> GIVEN INSTRUCTION: Format everything from the line containing "As a warehouse robot's perception module, locate black-rimmed" down to the line containing "208, 304, 305, 370" as a two-column CSV with the headers instruction and output. Give one row per item, with the item's text in one quoted field and its answer in the other, and turn each line break inside a field into a space.

> DATASET EXCERPTS:

______

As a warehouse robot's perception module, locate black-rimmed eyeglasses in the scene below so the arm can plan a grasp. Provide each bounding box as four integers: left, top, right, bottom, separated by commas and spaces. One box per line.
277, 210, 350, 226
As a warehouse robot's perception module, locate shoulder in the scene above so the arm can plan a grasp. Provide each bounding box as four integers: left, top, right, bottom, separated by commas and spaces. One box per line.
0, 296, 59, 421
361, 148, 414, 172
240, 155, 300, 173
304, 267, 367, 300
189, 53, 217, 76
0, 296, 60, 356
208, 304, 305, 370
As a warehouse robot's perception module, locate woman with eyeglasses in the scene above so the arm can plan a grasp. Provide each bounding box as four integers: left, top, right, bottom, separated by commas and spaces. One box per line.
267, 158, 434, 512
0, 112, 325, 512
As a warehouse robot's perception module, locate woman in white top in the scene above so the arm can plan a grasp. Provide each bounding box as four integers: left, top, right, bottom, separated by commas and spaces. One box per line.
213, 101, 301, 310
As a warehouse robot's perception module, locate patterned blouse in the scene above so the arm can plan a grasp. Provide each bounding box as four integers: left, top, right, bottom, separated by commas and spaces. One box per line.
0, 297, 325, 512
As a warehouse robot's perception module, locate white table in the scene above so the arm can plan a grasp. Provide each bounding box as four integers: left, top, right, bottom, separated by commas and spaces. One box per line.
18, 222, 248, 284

______

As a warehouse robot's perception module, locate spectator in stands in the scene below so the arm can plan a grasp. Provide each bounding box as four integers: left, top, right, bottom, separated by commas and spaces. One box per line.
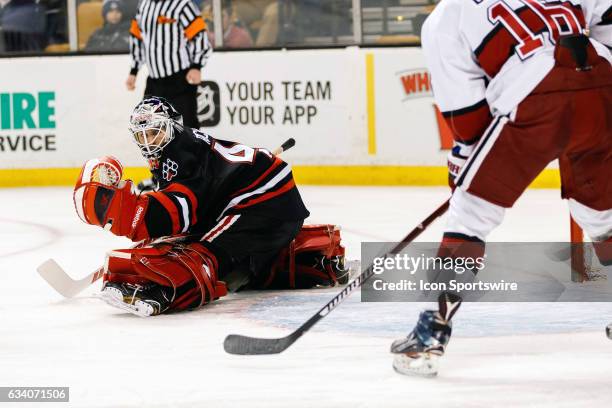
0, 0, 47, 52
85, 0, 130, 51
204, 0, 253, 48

______

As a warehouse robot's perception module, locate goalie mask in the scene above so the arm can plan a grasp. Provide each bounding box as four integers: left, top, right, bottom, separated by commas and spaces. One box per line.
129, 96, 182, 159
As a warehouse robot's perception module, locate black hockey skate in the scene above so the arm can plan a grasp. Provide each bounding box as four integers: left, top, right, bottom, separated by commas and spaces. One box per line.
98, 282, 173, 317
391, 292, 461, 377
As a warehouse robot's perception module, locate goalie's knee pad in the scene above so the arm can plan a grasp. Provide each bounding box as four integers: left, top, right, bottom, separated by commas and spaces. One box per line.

______

> WRITTEN SOLUTION:
instruction,output
"As a warehouse robot's perception module, locate black-rimmed eyeglasses in the scene below so the arm can plan a grasp. Provide each bounding box as four integers: left, top, right, bottom, separated by commas and spaces. One box per line.","277, 210, 350, 226"
"As a warehouse robot's perception module, locate shoulder in the scene above so the arm can plan a grasp. Provide each bounding box as four integers: left, top, right, bottom, separated by commas and spaces. One box per line.","0, 296, 59, 421 361, 148, 414, 172 240, 155, 300, 173 304, 267, 367, 300 189, 53, 217, 76 0, 296, 60, 356 208, 304, 305, 370"